**Task requirements**
Nothing but the records, transcribed exactly, should appear in the answer; leave the pictures out.

===== Material for this exercise

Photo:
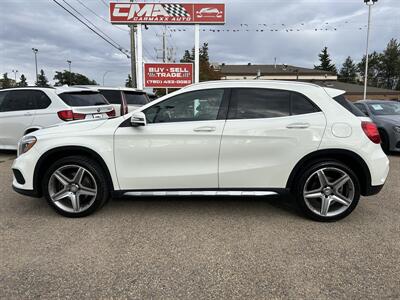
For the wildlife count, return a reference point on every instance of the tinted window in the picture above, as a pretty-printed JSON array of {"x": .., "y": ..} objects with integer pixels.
[
  {"x": 24, "y": 100},
  {"x": 2, "y": 97},
  {"x": 301, "y": 105},
  {"x": 349, "y": 106},
  {"x": 259, "y": 103},
  {"x": 83, "y": 99},
  {"x": 193, "y": 106},
  {"x": 385, "y": 108},
  {"x": 135, "y": 98},
  {"x": 112, "y": 96},
  {"x": 361, "y": 107}
]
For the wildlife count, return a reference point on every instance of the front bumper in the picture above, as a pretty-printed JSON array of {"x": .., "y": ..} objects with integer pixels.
[
  {"x": 23, "y": 170},
  {"x": 373, "y": 190},
  {"x": 29, "y": 193}
]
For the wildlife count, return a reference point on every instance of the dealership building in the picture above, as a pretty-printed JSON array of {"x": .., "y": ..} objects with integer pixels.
[{"x": 354, "y": 92}]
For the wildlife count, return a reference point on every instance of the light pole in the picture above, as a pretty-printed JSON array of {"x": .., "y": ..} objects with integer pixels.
[
  {"x": 104, "y": 75},
  {"x": 369, "y": 3},
  {"x": 15, "y": 75},
  {"x": 35, "y": 51},
  {"x": 70, "y": 78}
]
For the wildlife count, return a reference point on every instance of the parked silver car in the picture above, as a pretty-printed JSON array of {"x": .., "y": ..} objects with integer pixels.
[{"x": 386, "y": 115}]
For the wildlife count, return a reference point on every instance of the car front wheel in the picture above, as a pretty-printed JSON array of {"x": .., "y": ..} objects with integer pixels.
[
  {"x": 75, "y": 186},
  {"x": 327, "y": 191}
]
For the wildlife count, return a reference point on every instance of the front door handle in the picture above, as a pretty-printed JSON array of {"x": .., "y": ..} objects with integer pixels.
[
  {"x": 298, "y": 125},
  {"x": 204, "y": 129}
]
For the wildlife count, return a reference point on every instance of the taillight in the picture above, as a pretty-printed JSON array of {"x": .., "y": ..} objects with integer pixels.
[
  {"x": 69, "y": 115},
  {"x": 371, "y": 131},
  {"x": 111, "y": 113}
]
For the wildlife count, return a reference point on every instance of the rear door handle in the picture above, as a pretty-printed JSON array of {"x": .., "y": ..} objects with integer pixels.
[
  {"x": 204, "y": 129},
  {"x": 298, "y": 125}
]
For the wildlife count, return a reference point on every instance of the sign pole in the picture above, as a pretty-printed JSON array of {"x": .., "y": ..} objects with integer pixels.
[
  {"x": 197, "y": 53},
  {"x": 139, "y": 66}
]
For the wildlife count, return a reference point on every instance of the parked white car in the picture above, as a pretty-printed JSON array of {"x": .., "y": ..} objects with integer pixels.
[
  {"x": 24, "y": 110},
  {"x": 238, "y": 138},
  {"x": 123, "y": 99}
]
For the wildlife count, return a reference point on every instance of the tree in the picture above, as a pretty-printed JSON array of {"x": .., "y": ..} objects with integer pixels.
[
  {"x": 390, "y": 65},
  {"x": 42, "y": 80},
  {"x": 6, "y": 82},
  {"x": 65, "y": 77},
  {"x": 128, "y": 81},
  {"x": 22, "y": 81},
  {"x": 348, "y": 72},
  {"x": 325, "y": 62}
]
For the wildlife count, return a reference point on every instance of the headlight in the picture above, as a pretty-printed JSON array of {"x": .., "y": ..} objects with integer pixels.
[{"x": 25, "y": 144}]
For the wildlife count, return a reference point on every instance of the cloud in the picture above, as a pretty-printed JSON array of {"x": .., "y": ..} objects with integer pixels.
[{"x": 59, "y": 37}]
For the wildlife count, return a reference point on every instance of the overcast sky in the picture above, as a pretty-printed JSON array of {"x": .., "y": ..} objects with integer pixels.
[{"x": 59, "y": 37}]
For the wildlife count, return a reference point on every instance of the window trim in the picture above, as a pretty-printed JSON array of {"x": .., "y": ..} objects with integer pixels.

==========

**Completed task**
Photo:
For the wildlife count, return a reference point on every instance of the tinted window in the picture above, as a pretty-printed JSON array of {"x": .., "y": ..} objects with integer pixels.
[
  {"x": 24, "y": 100},
  {"x": 2, "y": 97},
  {"x": 301, "y": 105},
  {"x": 349, "y": 106},
  {"x": 259, "y": 103},
  {"x": 83, "y": 99},
  {"x": 193, "y": 106},
  {"x": 385, "y": 108},
  {"x": 135, "y": 98},
  {"x": 112, "y": 96},
  {"x": 361, "y": 107}
]
For the wildlife count, return a reference point on every instance of the front bumper in the picture above, as a pretty-printed JSON array of {"x": .., "y": ..} objects with integer pixels.
[
  {"x": 23, "y": 170},
  {"x": 373, "y": 190},
  {"x": 29, "y": 193}
]
For the wildlife count, return a reference point on every instance of the dealership building in the picture above, as a pretty-printed JSON array of {"x": .., "y": ..} objects with integer pixels.
[{"x": 354, "y": 92}]
For the wildlife count, return a reference point on every instance of the light pole in the picture above, as a pretty-printed JSON array of {"x": .., "y": ..} objects with integer pixels.
[
  {"x": 104, "y": 75},
  {"x": 369, "y": 3},
  {"x": 15, "y": 75},
  {"x": 35, "y": 51},
  {"x": 70, "y": 78}
]
For the wildlife count, return a reference point on every instance of the parked silver car in the picture above, as a pretty-printed JSON array of {"x": .., "y": ..} objects with integer pixels.
[{"x": 386, "y": 115}]
For the wildlife count, return a reference point on every instance of the car front wheel in the picture above, as a pretty-printed JSON array of {"x": .., "y": ..} objects with integer pixels.
[
  {"x": 75, "y": 186},
  {"x": 327, "y": 191}
]
For the wildlife count, return a reference point on every instance of the front door handle in the picture above, as a pretty-printed JSON array of {"x": .., "y": ..} objects with integer pixels.
[
  {"x": 298, "y": 125},
  {"x": 204, "y": 129}
]
For the wildlife count, return a reference point on every instance of the taillight in the picture above, as a pretty-printed JSON array of {"x": .., "y": ..} objects with integer pixels.
[
  {"x": 69, "y": 115},
  {"x": 371, "y": 131},
  {"x": 111, "y": 113}
]
For the wildlife count, return a reference point on every instance of the rear door handle in the picture above, as a pretty-printed JSON array of {"x": .., "y": ..} objects with integer pixels.
[
  {"x": 204, "y": 129},
  {"x": 298, "y": 125}
]
For the wildlife count, return a reference point on every instance of the sign pole in the picture above, as a pretty-printed JSON array of {"x": .., "y": ..} objects with integer pixels.
[
  {"x": 197, "y": 53},
  {"x": 139, "y": 66}
]
For the wildlife count, return a reference point on every instance of the parked white car in the picture above, as a pretty-printed JSON array of {"x": .., "y": ..} objects with integer pixels.
[
  {"x": 24, "y": 110},
  {"x": 238, "y": 138},
  {"x": 123, "y": 99}
]
For the wildlife count, return a reference point on every instance of the tree in the picture above, as a pretty-printed JSON array of {"x": .., "y": ..} objects with integer pixels.
[
  {"x": 390, "y": 65},
  {"x": 42, "y": 80},
  {"x": 6, "y": 82},
  {"x": 65, "y": 77},
  {"x": 128, "y": 81},
  {"x": 22, "y": 81},
  {"x": 348, "y": 72},
  {"x": 325, "y": 62}
]
For the wildlife count, return a reference point on every instance of the headlight in the picture above, as a pretty-printed JSON array of {"x": .., "y": ..} objects with integer pixels.
[{"x": 25, "y": 144}]
For the wildlife count, return a reference point on every instance of the cloud in the picture above, as a pretty-printed JSON array of {"x": .., "y": ..} objects with integer pixels.
[{"x": 59, "y": 37}]
For the wildlife count, return a reference point on every instance of the overcast sky in the picture above, as a pretty-printed JSON array of {"x": .., "y": ..} objects with integer pixels.
[{"x": 59, "y": 37}]
For the wildlife count, return a reference point on every instance of the window trim in the picture above, as a pretty-printed JSON array of {"x": .., "y": ..} objects with integer pixels.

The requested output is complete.